Please reproduce all of the data below, substituting "outline the area" for every occurrence of "mark the region" and leaving everything else unchanged.

━━ Dataset ━━

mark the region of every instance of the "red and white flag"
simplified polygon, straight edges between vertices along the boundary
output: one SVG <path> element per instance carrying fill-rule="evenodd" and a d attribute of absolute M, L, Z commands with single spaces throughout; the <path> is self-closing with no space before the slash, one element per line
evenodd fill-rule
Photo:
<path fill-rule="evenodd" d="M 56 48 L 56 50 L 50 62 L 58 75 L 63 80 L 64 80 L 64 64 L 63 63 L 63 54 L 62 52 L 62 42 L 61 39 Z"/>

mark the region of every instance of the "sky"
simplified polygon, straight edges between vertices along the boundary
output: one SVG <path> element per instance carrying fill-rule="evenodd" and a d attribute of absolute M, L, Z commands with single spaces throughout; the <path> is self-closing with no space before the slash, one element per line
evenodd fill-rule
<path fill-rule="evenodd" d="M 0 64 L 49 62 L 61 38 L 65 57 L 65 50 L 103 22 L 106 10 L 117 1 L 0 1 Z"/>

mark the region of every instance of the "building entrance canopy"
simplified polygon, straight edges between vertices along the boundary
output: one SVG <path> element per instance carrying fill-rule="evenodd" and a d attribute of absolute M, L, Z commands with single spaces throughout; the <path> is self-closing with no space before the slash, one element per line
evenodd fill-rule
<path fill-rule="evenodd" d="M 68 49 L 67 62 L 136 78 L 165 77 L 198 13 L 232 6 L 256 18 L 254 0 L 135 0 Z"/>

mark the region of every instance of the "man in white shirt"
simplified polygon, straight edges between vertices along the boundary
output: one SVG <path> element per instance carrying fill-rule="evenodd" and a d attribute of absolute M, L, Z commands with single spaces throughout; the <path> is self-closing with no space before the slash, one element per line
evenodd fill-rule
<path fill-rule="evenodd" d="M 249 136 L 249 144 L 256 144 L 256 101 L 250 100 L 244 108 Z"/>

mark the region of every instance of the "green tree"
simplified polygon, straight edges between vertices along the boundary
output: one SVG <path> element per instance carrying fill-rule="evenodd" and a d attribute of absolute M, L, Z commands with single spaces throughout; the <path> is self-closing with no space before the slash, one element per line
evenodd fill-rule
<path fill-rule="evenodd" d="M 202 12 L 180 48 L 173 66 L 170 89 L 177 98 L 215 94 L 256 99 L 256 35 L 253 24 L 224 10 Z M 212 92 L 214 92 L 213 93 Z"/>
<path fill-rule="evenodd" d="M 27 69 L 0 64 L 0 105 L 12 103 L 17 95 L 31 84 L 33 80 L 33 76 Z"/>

━━━

**Correct output**
outline the area of every instance of the "red and white flag"
simplified polygon, straight edges between vertices along the boundary
output: one SVG <path> element per instance carrying fill-rule="evenodd" and a d attribute of absolute M, L, Z commands with single spaces throughout; the <path> is self-closing with no space before the slash, one element per line
evenodd fill-rule
Photo:
<path fill-rule="evenodd" d="M 56 48 L 56 50 L 50 62 L 58 75 L 63 80 L 64 80 L 64 64 L 63 63 L 63 54 L 62 52 L 62 42 L 61 39 Z"/>

outline the area of every instance of the "sky"
simplified polygon, straight edges between vertices along the boundary
output: one SVG <path> element per instance carrying fill-rule="evenodd" and a d attribute of absolute M, L, Z commands with single spaces throughout; the <path> is self-closing with no space before the slash, one element per line
evenodd fill-rule
<path fill-rule="evenodd" d="M 0 64 L 49 62 L 61 38 L 65 57 L 65 50 L 103 22 L 106 10 L 117 1 L 0 1 Z"/>

outline the area of every instance of the "building entrance canopy"
simplified polygon, straight edges between vertices along the boundary
output: one SVG <path> element per instance carrying fill-rule="evenodd" and a d attribute of absolute M, L, Z commands with single spaces throughout; the <path> is self-closing with no space before the slash, one element per line
evenodd fill-rule
<path fill-rule="evenodd" d="M 68 49 L 67 62 L 136 78 L 165 77 L 198 13 L 232 6 L 256 18 L 254 0 L 135 0 Z"/>

outline the area of every instance of the "man in white shirt"
simplified polygon, straight edges between vertices along the boundary
output: one SVG <path> element per instance carrying fill-rule="evenodd" and a d attribute of absolute M, L, Z commands with single spaces throughout; the <path> is self-closing with no space before the slash, one element per line
evenodd fill-rule
<path fill-rule="evenodd" d="M 249 136 L 249 144 L 256 144 L 256 101 L 250 100 L 244 108 Z"/>

outline the area of every instance of the "green tree"
simplified polygon, straight edges between vertices along the boundary
output: one SVG <path> element per instance carrying fill-rule="evenodd" and a d attribute of absolute M, L, Z commands with single spaces throughout; the <path> is self-closing with no space before the slash, one element per line
evenodd fill-rule
<path fill-rule="evenodd" d="M 202 12 L 180 48 L 173 66 L 170 89 L 177 98 L 215 94 L 256 99 L 256 35 L 253 24 L 224 10 Z M 212 92 L 214 92 L 213 93 Z"/>
<path fill-rule="evenodd" d="M 27 69 L 0 64 L 0 105 L 12 103 L 17 95 L 31 84 L 33 80 L 33 76 Z"/>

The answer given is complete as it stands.